What the task asks: Collect every line of the items below that contains the word "wooden", and copy each such line in full.

Supplied entries:
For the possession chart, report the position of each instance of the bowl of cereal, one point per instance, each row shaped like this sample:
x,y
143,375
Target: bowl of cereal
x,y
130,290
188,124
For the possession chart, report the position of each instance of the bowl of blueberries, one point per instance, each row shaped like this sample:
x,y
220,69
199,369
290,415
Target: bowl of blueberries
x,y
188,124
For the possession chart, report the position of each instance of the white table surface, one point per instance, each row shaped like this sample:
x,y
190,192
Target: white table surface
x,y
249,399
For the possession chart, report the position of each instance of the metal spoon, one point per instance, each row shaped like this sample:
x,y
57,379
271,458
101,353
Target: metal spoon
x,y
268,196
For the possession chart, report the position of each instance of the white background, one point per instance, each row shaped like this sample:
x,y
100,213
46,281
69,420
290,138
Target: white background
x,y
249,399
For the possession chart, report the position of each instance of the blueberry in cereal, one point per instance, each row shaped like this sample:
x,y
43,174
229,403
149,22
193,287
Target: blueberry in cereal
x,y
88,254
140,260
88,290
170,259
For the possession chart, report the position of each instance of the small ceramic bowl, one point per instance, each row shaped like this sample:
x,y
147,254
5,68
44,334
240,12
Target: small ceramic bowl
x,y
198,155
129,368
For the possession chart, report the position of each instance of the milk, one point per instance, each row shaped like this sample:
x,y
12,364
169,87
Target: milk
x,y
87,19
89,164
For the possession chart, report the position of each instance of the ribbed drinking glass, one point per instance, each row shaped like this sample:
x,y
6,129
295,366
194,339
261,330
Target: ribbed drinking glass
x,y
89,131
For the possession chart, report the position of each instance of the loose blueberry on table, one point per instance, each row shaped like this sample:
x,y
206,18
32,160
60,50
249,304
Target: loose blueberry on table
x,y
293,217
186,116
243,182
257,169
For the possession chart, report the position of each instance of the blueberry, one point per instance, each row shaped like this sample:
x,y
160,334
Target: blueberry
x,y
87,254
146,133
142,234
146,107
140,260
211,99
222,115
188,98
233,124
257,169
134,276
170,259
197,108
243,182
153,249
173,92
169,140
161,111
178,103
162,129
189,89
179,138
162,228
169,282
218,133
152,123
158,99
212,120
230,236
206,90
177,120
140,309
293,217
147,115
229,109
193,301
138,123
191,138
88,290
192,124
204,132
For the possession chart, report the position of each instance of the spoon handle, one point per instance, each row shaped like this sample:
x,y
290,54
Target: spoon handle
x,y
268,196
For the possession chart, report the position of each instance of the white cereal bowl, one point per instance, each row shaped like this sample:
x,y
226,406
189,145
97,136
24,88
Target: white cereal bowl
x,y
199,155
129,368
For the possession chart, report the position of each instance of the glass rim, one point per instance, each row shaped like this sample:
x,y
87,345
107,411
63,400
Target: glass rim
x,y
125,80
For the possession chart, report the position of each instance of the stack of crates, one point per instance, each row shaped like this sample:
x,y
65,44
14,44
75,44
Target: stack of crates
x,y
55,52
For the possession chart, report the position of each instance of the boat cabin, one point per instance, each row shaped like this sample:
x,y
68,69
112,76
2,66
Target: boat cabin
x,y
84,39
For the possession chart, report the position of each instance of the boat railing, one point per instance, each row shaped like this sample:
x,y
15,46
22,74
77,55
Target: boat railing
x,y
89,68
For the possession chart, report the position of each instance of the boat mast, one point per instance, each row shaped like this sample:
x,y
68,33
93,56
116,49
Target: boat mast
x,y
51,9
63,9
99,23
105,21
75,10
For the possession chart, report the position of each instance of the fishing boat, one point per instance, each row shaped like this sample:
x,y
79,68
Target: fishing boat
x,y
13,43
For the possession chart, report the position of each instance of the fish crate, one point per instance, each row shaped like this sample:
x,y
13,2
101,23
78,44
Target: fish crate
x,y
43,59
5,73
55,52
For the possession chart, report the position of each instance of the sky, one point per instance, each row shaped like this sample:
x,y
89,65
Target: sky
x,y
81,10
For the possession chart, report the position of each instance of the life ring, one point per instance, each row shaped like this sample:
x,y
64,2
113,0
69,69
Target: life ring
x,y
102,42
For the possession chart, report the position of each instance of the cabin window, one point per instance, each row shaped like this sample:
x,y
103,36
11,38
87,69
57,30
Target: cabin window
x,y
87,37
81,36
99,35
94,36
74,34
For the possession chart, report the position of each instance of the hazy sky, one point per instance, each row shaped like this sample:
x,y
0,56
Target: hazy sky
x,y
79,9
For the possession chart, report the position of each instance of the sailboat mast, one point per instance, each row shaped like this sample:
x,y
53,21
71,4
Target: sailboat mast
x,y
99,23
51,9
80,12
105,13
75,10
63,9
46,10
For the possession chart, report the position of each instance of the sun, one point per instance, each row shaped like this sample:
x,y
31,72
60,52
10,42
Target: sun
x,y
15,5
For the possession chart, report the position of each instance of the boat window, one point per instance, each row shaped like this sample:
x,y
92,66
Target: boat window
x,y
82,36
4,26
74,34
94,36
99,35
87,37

* * *

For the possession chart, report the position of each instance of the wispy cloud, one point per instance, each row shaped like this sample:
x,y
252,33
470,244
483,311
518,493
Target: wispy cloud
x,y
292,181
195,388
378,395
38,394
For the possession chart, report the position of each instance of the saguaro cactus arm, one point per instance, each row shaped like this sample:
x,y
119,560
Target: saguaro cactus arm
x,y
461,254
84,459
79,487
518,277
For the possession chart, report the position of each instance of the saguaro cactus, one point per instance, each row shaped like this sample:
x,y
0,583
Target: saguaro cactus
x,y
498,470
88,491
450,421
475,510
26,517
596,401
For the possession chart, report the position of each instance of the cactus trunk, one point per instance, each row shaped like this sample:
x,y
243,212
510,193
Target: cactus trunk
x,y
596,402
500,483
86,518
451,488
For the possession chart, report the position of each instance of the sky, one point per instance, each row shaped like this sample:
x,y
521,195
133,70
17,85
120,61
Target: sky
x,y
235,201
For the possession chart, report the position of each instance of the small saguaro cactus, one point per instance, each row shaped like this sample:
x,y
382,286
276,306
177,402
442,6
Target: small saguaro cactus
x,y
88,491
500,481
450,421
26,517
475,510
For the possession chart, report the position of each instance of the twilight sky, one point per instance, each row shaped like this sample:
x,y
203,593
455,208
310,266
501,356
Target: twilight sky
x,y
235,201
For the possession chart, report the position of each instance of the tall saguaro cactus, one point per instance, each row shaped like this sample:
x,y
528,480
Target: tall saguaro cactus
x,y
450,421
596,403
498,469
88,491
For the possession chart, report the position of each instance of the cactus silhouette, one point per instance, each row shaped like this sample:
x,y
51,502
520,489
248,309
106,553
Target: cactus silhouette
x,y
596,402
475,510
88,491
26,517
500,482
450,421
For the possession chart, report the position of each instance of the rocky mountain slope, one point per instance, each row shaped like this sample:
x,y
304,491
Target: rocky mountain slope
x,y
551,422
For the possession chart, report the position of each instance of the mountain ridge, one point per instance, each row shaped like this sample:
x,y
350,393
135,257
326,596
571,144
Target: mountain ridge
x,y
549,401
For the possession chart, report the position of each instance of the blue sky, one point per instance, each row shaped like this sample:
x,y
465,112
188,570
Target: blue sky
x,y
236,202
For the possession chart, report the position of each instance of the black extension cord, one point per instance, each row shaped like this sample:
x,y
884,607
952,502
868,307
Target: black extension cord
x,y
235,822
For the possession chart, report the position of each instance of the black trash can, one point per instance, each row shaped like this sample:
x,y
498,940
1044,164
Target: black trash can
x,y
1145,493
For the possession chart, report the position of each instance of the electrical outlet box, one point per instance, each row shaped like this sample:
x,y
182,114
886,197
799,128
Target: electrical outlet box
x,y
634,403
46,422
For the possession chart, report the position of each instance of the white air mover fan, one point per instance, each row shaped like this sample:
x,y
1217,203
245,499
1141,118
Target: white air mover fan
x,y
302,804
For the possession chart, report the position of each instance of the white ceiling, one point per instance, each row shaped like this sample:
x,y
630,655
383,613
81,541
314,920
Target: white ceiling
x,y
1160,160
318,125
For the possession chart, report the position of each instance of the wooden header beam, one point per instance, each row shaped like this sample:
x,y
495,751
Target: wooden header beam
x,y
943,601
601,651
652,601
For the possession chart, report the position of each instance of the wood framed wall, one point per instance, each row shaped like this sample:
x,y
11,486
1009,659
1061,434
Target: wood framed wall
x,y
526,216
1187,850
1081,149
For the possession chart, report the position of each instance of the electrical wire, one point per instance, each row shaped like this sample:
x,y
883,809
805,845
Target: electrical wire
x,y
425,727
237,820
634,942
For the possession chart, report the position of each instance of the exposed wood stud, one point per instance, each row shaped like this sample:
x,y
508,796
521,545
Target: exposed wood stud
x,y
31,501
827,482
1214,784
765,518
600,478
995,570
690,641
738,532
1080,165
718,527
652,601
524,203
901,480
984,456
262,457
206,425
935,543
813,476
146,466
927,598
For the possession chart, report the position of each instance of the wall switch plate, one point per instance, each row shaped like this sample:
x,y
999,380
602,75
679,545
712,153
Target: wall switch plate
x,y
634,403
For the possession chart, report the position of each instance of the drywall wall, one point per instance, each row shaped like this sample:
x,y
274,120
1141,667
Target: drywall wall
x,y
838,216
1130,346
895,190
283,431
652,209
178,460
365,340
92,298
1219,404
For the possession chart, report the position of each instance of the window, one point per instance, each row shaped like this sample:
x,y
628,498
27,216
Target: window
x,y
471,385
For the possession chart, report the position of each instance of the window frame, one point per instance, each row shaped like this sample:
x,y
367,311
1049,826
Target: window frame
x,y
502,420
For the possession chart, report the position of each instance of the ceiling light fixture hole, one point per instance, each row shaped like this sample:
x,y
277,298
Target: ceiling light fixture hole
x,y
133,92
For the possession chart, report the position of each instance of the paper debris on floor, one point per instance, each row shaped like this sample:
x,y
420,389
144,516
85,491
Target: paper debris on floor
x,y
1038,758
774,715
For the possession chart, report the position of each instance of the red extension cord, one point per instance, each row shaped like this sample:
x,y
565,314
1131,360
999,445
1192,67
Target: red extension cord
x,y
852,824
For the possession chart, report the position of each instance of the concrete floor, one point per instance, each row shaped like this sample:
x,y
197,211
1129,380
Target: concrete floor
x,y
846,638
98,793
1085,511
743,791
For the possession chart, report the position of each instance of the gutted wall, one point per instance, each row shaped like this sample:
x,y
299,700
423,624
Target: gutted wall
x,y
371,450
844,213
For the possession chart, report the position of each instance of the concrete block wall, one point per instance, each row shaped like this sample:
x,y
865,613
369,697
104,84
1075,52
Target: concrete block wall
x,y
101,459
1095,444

Correct result:
For the possession chart, report the position of each instance of the wooden header beam, one point per instance, each row shaped like this sample:
Target: wooden header beam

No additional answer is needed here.